### Cel ćwiczenia
Przepisz w całości, bez żadnych zmian, fragment o karabinach maszynowych piechoty morskiej.

Przypomnijmy, że uniwersalne karabiny maszynowe M240B (zmodernizowane belgijskie FN MAG GPMG) na nabój 7,62 mm × 51 NATO zostały na najniższym szczeblu piechoty morskiej wyparte od drugiej połowy lat 80. przez lżejsze i strzelające tą samą amunicją co pozostałe karabinki marines w drużynie, 5,56-mm ręczne kbkm M249 SAW (Squad Automatic Weapon), czyli zmodyfikowane belgijskie Minimi. W porównaniu do ukm, są one dzięki mniejszej masie własnej i amunicji znacznie poręczniejsze, ale to nadal klasyczna broń maszynowa, zasilana przede wszystkim taśmowo (z opcją korzystania z magazynków od M16, traktowaną jednak jako awaryjna), dostosowana do prowadzenia intensywnego ognia długimi seriami z zamka otwartego, co wraz z szybkowymienną lufą zapobiega jej przegrzewaniu. Co istotne, na przełomie wieków XX/XXI w. marines, nie licząc zwiadu, posługiwali się wyłącznie standardowymi M249 z kolbą stałą, a dopiero od niedawno korzystają szerzej z krótkolufowych wersji z kolbami składanymi.

### Wiersze danych

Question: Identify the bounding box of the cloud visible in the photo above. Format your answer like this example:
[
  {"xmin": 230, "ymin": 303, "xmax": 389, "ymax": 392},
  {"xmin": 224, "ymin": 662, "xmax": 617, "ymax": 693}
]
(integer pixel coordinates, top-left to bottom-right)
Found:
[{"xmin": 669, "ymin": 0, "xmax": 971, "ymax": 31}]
* * *
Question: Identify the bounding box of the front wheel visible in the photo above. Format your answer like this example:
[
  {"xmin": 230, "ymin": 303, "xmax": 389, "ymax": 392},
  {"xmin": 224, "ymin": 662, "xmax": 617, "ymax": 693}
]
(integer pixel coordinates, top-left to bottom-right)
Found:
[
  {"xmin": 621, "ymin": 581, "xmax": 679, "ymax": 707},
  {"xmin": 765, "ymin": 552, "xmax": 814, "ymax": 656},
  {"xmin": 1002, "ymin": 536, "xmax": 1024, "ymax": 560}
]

### Rozwiązanie zadania
Przypomnijmy, że uniwersalne karabiny maszynowe M240B (zmodernizowane belgijskie FN MAG GPMG) na nabój 7,62 mm × 51 NATO zostały na najniższym szczeblu piechoty morskiej wyparte od drugiej połowy lat 80. przez lżejsze i strzelające tą samą amunicją co pozostałe karabinki marines w drużynie, 5,56-mm ręczne kbkm M249 SAW (Squad Automatic Weapon), czyli zmodyfikowane belgijskie Minimi. W porównaniu do ukm, są one dzięki mniejszej masie własnej i amunicji znacznie poręczniejsze, ale to nadal klasyczna broń maszynowa, zasilana przede wszystkim taśmowo (z opcją korzystania z magazynków od M16, traktowaną jednak jako awaryjna), dostosowana do prowadzenia intensywnego ognia długimi seriami z zamka otwartego, co wraz z szybkowymienną lufą zapobiega jej przegrzewaniu. Co istotne, na przełomie wieków XX/XXI w. marines, nie licząc zwiadu, posługiwali się wyłącznie standardowymi M249 z kolbą stałą, a dopiero od niedawno korzystają szerzej z krótkolufowych wersji z kolbami składanymi.